Point placement records:
◆ ◆ ◆ ◆ ◆ ◆ ◆
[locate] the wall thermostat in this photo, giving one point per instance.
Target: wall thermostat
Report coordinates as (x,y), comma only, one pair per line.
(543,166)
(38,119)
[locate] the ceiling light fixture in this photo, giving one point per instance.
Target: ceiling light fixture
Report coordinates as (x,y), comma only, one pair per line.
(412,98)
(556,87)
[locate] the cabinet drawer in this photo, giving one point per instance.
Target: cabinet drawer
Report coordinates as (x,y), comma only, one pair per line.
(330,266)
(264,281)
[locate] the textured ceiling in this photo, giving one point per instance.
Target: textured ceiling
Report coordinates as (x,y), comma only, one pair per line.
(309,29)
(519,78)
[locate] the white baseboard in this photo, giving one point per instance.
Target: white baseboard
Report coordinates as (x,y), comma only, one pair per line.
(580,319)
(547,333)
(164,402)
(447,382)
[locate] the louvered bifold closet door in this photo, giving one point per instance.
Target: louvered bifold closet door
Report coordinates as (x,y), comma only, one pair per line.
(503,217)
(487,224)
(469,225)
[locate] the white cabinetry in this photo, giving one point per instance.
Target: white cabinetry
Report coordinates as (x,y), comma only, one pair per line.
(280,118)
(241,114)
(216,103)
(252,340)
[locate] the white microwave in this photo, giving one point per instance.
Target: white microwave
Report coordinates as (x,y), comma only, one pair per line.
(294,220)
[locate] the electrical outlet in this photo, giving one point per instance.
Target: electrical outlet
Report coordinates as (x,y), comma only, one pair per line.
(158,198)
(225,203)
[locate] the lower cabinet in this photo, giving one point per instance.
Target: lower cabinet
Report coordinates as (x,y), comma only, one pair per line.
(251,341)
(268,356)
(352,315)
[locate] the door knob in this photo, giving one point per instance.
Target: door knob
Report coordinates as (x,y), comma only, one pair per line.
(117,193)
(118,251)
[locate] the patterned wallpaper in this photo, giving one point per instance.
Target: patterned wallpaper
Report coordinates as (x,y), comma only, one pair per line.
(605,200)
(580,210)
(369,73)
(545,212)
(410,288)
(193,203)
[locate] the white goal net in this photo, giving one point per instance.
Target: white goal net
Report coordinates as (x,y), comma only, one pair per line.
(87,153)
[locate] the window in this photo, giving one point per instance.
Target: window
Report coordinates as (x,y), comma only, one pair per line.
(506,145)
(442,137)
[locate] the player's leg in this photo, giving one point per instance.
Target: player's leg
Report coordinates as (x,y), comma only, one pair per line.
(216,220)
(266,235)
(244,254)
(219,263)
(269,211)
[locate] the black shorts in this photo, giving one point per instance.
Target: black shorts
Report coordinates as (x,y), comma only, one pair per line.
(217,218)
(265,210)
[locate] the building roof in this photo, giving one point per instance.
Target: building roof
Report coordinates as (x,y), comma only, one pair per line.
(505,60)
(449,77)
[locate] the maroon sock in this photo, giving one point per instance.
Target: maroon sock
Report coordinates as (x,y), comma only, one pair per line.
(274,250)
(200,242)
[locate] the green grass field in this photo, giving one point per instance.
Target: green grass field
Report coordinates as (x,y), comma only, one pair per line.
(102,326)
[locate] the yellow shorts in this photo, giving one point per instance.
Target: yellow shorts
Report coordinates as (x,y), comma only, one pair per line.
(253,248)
◆ ◆ ◆ ◆ ◆ ◆ ◆
Problem description
Copy out every one of the records above word for word, omitting no line.

Task answer
[locate] the wall thermostat in this photo, giving one point per instance.
Target: wall thermostat
Report coordinates as (x,y), comma only, one pair per line.
(543,166)
(38,119)
[locate] the ceiling light fixture in this photo, giving one point per instance.
Target: ceiling light fixture
Report coordinates as (x,y), comma only, one pair per line.
(412,98)
(556,87)
[locate] the cabinet drawer in this photo, giving one point per instance.
Target: cabinet drawer
Report coordinates as (x,y), comma only, one pair per line.
(330,266)
(264,281)
[locate] the textured ceiling in this photo, giving one point per instance.
Target: textured ceiling
Report coordinates as (x,y), comma only, one pair per line.
(309,29)
(519,78)
[locate] the white baseboard in this photo, giving one point per instance.
Target: white baseboard
Report coordinates as (x,y), comma only, one pair per line.
(580,319)
(547,333)
(164,402)
(447,382)
[locate] the louvered bifold closet door in this photo, giving one point per instance.
Target: louvered bifold closet door
Report coordinates as (x,y), comma only, one pair per line.
(503,217)
(487,224)
(469,225)
[locate] the white cabinetry in this photo, giving one point per instance.
Target: white cabinetry
Report coordinates as (x,y), comma only, one pair per line.
(280,118)
(241,114)
(216,103)
(252,340)
[locate] the white microwave in this photo, giving one point per instance.
Target: white microwave
Report coordinates as (x,y), comma only, one pair per line.
(294,220)
[locate] the electrical outlet in this photo, giving one point per instance.
Target: electrical outlet
Report coordinates as (x,y), comma only, one pair per line.
(158,198)
(225,203)
[locate] the lower cabinet in this photo, giving one point per instance.
Target: lower cabinet
Report coordinates as (x,y), comma only, one pair per line.
(251,341)
(268,356)
(352,315)
[locate] the door knob in this photo, giving one point per instance.
Target: door knob
Report coordinates as (x,y), comma only, one pair per line.
(117,193)
(118,251)
[locate] the patterned wallpaper in this photo, giving one point per instance.
Target: patterned wallpaper
Report coordinates as (x,y), comma only, one pair per line.
(605,200)
(580,210)
(369,73)
(545,212)
(410,288)
(193,203)
[locate] the white goal net in this photo, giving one point per instance.
Target: white goal net
Report coordinates as (x,y), comma only, one pair per line.
(87,153)
[locate] the window in this photo, giving one point per instance.
Target: window
Report coordinates as (x,y), comma only, one pair per line.
(506,145)
(442,137)
[locate] the player's leg in this photo, giving one point per instance.
Target: player's leg
Report coordinates as (x,y), comma only, one pair per line.
(216,220)
(266,235)
(244,254)
(219,263)
(269,211)
[locate] the black shorts in this photo, giving one point per instance.
Target: black shorts
Report coordinates as (x,y), comma only, one pair per line.
(217,218)
(265,210)
[locate] the building roof in this photo, giving one point per instance.
Target: building roof
Report coordinates as (x,y), comma only, one pair per line.
(505,60)
(449,77)
[locate] the maroon sock in this photo, giving one point per instance.
Target: maroon sock
Report coordinates as (x,y), comma only, one pair per line.
(274,250)
(200,242)
[locate] the green grass field in this photo, giving one point per instance.
Target: green grass field
Report coordinates as (x,y), comma only, one pair per line.
(102,326)
[locate] the yellow shorts in this photo, giving one point per instance.
Target: yellow shorts
Report coordinates as (x,y), comma only, one pair per line.
(253,248)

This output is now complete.